■ Votre objectif ■
Poursuivez la critique de Mission to Mars reproduite ci-dessous en reprenant après sa dernière phrase.

■ Extrait choisi ■

------------------------------------------------------------

Mission to Mars : Critique

Renaud Moran | 7 novembre 2006
Renaud Moran | 7 novembre 2006

L'odyssée spatiale de Brian De Palma

Misson to Mars est bien un film « depalmien ». Certes débarqué tardivement sur un projet impersonnel pour remplacer au pied levé le précédent réalisateur, notre homme n'en a pas pour autant abandonné son cinéma et ses obsessions. Il en a juste profité pour s'essayer à un genre (nouveau pour lui) qui le passionnait depuis son enfance et réaliser SON space opera, aventure humaine magnifique et passionnante qui évite les clichés inhérents habituels sur l'héroïsme et tous ce qui peut-être lié de près ou de loin à ce genre de films (hollywoodiens). Et cette patte, ce style unique et facilement identifiable de De Palma, fait de maestria visuelle et esthétique, se reconnaît immédiatement, dès les premiers plans du film, avec ce plan séquence (une habitude chez cet auteur) lors du barbecue donné en l'honneur des astronautes sur le départ. Point de doute alors. Il suffit maintenant de juger le film en tant que tel, pour ce qu'il est.

L'absence et le manque

Le film s'ouvre et commence sur ces deux notions pour ensuite ne plus jamais les quitter. Il y a d'abord l'absence de Jim McConnell (Gary Sinise) qui se fait attendre et tarde à venir au barbecue. Il y a ensuite celle de sa femme Maggie (Kim Delaney), elle aussi cosmonaute, qui vient de mourir tragiquement d'un accident et ne pourra participer à la mission de ses rêves. Enfin, il y a aussi la perte des membres de Mission Mars 1 dont Luke Graham (Don Cheadle) est le seul survivant et le sacrifice de Woody Blake (Tim Robbins). Tous ces disparus accompagneront le film et la Mission Mars 2 de leur souvenir, l'absence se transformera en présence. Le manque lui restera.

 

 

La danse du vide

On n'a pas vu l'espace et le vide aussi bien filmés depuis 2001. La caméra tourne en 360° autour des personnages et à l'intérieur comme à l'extérieur de la navette. De Palma qui a toujours su organiser l'espace, le créer et s'en affranchir applique ici son savoir-faire en utilisant magnifiquement le vide et son apesanteur. Il construit alors un superbe ballet (des corps et des objets). Le Dr Terri Fisher (Connie Nielsen) danse avec son mari Woody –image à laquelle fera écho celle, terrible, où Woody, dérivant dans l'espace infini, sera séparé définitivement de sa femme qui le regardera mourir. Autre danse : celle du sang, enfin libre, échappé de la main de Phil Ohlmeyer (Jerry O'Connell), qui fuit le vaisseau, attiré par un appel d'air (un trou dans la carlingue). Le même Phil, un peu plus tôt, dessine sa femme idéale avec des M&M's –image qui contient la clé de l'énigme et qui servira plus tard.

------------------------------------------------------------

Un bloc de données:

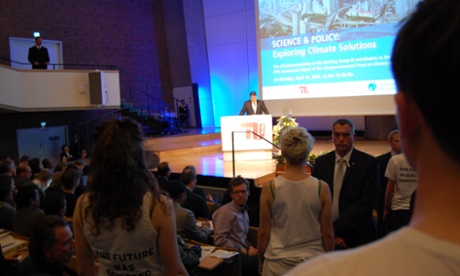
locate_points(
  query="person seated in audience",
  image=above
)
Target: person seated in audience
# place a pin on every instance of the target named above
(23, 174)
(402, 182)
(294, 204)
(197, 190)
(70, 180)
(231, 225)
(35, 166)
(54, 202)
(42, 180)
(65, 155)
(61, 166)
(426, 67)
(47, 164)
(9, 166)
(24, 160)
(51, 246)
(163, 173)
(194, 202)
(7, 210)
(28, 213)
(185, 220)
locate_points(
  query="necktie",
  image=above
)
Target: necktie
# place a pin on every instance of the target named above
(338, 179)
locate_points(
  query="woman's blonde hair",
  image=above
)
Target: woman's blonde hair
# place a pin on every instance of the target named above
(296, 144)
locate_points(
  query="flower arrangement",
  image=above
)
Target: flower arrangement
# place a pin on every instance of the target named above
(282, 124)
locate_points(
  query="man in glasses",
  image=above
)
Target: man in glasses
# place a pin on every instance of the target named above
(231, 225)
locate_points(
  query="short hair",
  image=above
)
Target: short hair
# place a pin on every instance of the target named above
(163, 169)
(80, 162)
(296, 144)
(429, 73)
(44, 175)
(345, 121)
(54, 201)
(187, 175)
(47, 163)
(391, 134)
(43, 236)
(9, 163)
(175, 188)
(236, 181)
(25, 194)
(69, 177)
(5, 186)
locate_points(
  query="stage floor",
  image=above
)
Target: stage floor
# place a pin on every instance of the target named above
(212, 164)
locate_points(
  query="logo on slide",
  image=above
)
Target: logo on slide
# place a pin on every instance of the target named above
(372, 86)
(303, 89)
(252, 128)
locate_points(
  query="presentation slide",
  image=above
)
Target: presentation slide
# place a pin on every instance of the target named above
(327, 48)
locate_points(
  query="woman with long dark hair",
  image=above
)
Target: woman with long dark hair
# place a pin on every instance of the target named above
(122, 219)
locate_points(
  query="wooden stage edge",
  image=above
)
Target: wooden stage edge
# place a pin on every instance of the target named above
(202, 149)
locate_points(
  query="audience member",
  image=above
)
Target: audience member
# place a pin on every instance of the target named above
(9, 166)
(7, 211)
(295, 220)
(427, 80)
(23, 174)
(65, 155)
(402, 182)
(61, 166)
(70, 180)
(231, 225)
(27, 214)
(194, 202)
(24, 160)
(352, 176)
(47, 164)
(393, 141)
(54, 202)
(51, 246)
(35, 166)
(122, 211)
(163, 173)
(185, 220)
(38, 55)
(197, 190)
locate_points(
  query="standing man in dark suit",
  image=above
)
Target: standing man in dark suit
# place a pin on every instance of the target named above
(38, 55)
(353, 179)
(254, 106)
(393, 140)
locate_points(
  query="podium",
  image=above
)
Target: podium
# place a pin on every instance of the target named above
(246, 144)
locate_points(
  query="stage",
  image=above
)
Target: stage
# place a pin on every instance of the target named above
(202, 149)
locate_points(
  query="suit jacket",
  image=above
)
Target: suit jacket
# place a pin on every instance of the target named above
(197, 205)
(41, 55)
(186, 225)
(247, 108)
(355, 223)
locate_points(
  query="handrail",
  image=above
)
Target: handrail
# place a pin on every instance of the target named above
(246, 131)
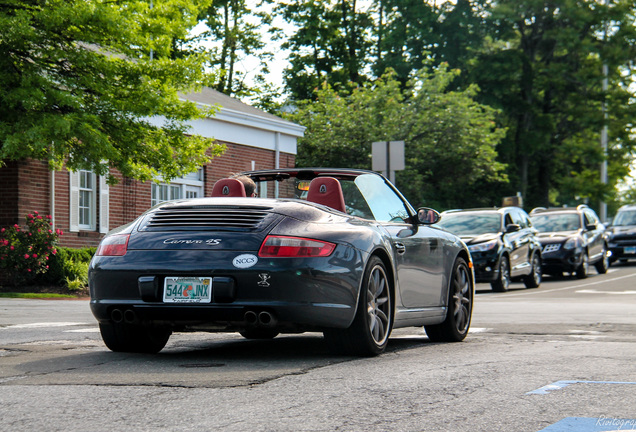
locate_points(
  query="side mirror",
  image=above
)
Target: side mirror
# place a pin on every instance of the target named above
(428, 216)
(512, 228)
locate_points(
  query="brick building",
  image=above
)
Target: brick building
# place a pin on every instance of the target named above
(85, 207)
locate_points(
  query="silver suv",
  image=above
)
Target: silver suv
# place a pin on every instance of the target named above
(622, 234)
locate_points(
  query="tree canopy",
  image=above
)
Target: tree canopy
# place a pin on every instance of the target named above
(450, 139)
(81, 80)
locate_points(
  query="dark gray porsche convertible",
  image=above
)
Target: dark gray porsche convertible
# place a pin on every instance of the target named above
(338, 251)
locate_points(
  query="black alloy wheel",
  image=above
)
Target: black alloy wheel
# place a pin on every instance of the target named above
(502, 283)
(603, 264)
(369, 333)
(583, 269)
(533, 280)
(460, 307)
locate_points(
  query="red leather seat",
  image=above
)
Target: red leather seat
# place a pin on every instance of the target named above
(326, 191)
(228, 188)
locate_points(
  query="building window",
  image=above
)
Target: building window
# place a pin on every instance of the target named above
(189, 186)
(87, 200)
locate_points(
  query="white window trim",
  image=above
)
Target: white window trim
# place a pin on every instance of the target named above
(182, 184)
(99, 187)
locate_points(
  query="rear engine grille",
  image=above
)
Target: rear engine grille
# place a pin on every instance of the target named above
(207, 218)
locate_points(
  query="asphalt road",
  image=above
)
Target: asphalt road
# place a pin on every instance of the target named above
(557, 358)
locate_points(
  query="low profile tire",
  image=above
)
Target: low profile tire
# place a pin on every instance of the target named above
(583, 269)
(533, 280)
(460, 307)
(603, 264)
(502, 283)
(124, 337)
(259, 333)
(369, 333)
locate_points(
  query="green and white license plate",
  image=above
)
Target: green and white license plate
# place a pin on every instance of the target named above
(187, 290)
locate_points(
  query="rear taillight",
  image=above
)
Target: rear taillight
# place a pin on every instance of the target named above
(115, 245)
(294, 247)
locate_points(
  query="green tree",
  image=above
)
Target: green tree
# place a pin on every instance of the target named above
(81, 79)
(234, 29)
(331, 44)
(541, 66)
(450, 139)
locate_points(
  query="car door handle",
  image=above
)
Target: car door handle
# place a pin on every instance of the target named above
(399, 248)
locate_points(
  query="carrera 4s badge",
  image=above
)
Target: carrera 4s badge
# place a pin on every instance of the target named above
(209, 242)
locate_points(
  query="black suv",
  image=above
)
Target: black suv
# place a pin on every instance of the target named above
(502, 243)
(572, 240)
(622, 234)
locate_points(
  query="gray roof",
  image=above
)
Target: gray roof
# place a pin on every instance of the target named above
(209, 96)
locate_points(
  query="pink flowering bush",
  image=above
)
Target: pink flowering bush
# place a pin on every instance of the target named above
(25, 253)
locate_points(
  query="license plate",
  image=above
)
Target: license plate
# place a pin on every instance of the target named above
(187, 290)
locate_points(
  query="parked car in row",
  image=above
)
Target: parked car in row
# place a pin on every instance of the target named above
(338, 251)
(503, 244)
(622, 234)
(572, 238)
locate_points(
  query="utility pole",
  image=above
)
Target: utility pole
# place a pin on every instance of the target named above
(604, 139)
(604, 131)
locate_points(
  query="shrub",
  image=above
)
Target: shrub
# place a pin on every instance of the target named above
(69, 267)
(25, 254)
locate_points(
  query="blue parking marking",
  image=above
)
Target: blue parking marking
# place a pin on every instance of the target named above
(584, 424)
(558, 385)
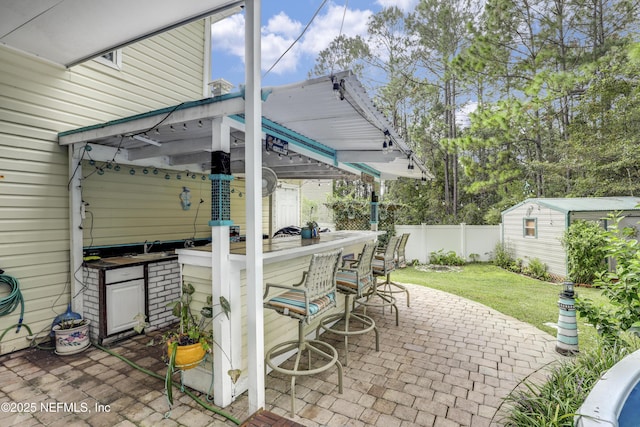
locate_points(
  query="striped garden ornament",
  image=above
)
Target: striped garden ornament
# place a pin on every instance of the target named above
(567, 343)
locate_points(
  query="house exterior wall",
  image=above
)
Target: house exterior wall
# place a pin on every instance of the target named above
(37, 101)
(546, 245)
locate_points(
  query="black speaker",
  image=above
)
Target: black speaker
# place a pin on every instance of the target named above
(220, 163)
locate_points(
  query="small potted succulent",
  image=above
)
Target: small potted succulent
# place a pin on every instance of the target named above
(71, 333)
(310, 231)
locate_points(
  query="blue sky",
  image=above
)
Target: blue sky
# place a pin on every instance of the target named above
(282, 23)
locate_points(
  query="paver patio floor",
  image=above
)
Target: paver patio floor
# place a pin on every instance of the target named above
(450, 362)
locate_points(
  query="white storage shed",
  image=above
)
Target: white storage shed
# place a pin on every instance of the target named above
(534, 228)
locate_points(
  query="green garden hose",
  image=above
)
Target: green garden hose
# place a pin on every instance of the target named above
(9, 303)
(153, 374)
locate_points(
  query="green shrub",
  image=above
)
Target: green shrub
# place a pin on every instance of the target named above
(584, 242)
(536, 269)
(556, 402)
(621, 287)
(449, 258)
(503, 256)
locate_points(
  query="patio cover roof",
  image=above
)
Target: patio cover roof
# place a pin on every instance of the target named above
(327, 137)
(68, 32)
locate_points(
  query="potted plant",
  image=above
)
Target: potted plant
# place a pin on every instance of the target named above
(310, 231)
(189, 343)
(71, 335)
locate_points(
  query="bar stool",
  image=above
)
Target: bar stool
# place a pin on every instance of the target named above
(401, 260)
(382, 265)
(312, 297)
(351, 281)
(389, 287)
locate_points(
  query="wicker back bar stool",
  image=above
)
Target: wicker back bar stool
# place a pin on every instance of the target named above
(353, 280)
(313, 296)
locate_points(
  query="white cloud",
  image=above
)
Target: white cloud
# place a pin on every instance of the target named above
(281, 31)
(282, 24)
(228, 35)
(326, 27)
(462, 114)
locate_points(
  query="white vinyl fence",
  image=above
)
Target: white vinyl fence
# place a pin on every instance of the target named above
(463, 239)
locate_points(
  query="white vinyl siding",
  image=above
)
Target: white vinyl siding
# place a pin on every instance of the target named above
(530, 227)
(545, 246)
(37, 101)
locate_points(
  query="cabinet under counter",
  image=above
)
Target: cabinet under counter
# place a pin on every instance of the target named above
(115, 293)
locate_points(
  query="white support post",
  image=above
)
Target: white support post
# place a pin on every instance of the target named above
(253, 154)
(76, 213)
(220, 286)
(463, 240)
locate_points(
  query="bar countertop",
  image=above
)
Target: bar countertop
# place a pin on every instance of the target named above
(281, 248)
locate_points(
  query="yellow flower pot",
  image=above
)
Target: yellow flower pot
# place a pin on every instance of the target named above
(187, 356)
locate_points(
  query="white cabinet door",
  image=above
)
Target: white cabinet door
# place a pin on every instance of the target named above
(124, 301)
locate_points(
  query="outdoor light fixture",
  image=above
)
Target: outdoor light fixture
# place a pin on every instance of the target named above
(144, 138)
(338, 88)
(410, 165)
(387, 138)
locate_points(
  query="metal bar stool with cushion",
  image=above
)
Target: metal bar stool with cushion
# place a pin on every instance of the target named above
(401, 260)
(389, 287)
(382, 265)
(312, 297)
(354, 280)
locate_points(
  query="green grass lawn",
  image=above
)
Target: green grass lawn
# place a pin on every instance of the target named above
(526, 299)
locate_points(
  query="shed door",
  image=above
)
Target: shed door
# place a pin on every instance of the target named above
(286, 206)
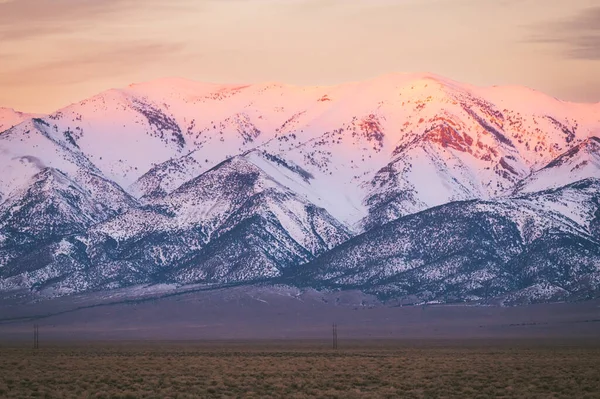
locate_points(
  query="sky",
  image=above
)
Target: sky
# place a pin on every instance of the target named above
(56, 52)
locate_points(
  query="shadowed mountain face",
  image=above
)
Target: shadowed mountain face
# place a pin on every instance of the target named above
(406, 186)
(506, 249)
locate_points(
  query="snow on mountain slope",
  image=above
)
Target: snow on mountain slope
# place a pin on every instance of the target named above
(473, 250)
(195, 230)
(578, 163)
(472, 142)
(38, 224)
(10, 118)
(214, 183)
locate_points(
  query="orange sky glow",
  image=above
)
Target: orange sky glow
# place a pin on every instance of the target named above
(55, 52)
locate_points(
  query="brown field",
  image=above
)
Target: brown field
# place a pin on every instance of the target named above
(301, 369)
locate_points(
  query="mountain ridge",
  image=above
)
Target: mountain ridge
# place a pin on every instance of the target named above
(188, 174)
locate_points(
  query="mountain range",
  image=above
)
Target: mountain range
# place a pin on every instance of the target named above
(407, 186)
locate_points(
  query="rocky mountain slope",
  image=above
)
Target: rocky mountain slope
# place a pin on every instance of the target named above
(185, 182)
(10, 118)
(542, 246)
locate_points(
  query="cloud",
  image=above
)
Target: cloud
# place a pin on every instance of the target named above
(92, 61)
(30, 19)
(578, 35)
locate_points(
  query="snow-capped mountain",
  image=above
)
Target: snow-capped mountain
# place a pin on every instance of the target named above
(190, 182)
(580, 162)
(544, 244)
(9, 118)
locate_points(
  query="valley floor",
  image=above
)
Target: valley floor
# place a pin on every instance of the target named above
(302, 369)
(282, 313)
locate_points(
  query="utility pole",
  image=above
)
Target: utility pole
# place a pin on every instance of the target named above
(36, 336)
(334, 336)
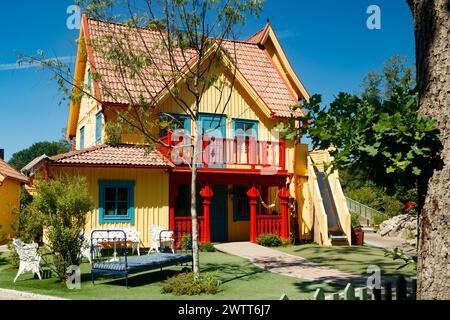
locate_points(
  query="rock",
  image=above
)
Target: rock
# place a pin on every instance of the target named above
(402, 226)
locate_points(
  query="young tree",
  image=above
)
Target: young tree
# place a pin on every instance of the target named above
(163, 47)
(378, 132)
(432, 24)
(22, 158)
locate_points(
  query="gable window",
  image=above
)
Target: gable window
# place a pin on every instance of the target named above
(98, 128)
(116, 202)
(243, 131)
(89, 79)
(82, 138)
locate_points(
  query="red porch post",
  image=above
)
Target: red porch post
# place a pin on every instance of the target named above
(173, 193)
(207, 193)
(283, 194)
(253, 193)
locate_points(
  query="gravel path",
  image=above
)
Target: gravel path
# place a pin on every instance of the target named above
(288, 265)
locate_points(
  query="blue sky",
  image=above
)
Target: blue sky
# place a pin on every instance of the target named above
(327, 42)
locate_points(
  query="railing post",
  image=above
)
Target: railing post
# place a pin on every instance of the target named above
(207, 193)
(349, 292)
(253, 194)
(283, 194)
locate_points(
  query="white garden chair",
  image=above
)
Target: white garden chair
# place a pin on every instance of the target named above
(158, 236)
(29, 258)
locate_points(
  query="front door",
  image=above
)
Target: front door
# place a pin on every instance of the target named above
(219, 214)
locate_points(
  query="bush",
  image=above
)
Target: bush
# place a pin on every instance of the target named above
(186, 242)
(188, 284)
(269, 240)
(206, 247)
(378, 218)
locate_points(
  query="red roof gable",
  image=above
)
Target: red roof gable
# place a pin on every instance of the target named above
(252, 61)
(9, 172)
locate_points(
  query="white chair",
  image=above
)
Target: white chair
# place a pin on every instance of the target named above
(29, 258)
(158, 236)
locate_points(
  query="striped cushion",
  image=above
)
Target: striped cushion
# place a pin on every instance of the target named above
(142, 263)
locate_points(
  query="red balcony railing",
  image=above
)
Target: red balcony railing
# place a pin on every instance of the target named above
(184, 224)
(268, 224)
(232, 153)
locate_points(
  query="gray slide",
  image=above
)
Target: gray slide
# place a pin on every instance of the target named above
(335, 230)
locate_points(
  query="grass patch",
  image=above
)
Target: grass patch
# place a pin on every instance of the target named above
(239, 280)
(354, 259)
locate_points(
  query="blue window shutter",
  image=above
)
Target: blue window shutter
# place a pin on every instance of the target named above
(82, 138)
(129, 218)
(98, 128)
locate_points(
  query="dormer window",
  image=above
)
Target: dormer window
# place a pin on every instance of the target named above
(89, 79)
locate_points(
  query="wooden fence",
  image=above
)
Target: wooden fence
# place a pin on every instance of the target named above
(365, 213)
(386, 292)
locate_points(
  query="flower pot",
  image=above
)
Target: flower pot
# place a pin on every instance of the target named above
(357, 237)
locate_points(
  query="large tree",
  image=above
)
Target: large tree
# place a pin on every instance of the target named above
(432, 25)
(21, 158)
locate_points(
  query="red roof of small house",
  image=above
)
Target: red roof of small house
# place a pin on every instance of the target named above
(6, 171)
(106, 155)
(252, 61)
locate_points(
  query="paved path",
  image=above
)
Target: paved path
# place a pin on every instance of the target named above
(374, 239)
(287, 264)
(6, 294)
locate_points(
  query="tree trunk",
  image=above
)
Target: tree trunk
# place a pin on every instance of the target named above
(432, 25)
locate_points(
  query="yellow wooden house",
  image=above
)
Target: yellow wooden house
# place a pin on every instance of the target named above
(10, 184)
(249, 182)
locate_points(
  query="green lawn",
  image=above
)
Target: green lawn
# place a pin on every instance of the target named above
(353, 259)
(241, 280)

------------------------------------------------------------

■ Réponse au problème ■
Le suspens depalmien

Accompagné par l'inquiétante musique d'Ennio Morricone qui vient ici convoquer les orgues divins du tragique destin, il jaillit naturellement d'une chorégraphie toujours aussi minutieuse et captivante. Et ici, dans l'espace, point d'excitation et de rapidité : la tension est lente, indolente. L'impact n'en est que plus fort. De Palma n'a même plus besoin d'utiliser le ralenti. On retrouve dans les deux plus grandes scènes du film tout l'art du réalisateur : le treuil qui au dernier moment s'arrêtera, parce que trop court, n'atteindra jamais Woody ; les débris de météorites, aussi violents et perforants que des balles et surgis de nulle part, viendront troubler l'apparente tranquillité de l'équipage et il faudra du temps à celui-ci pour comprendre ce qu'il se passe et résoudre le problème.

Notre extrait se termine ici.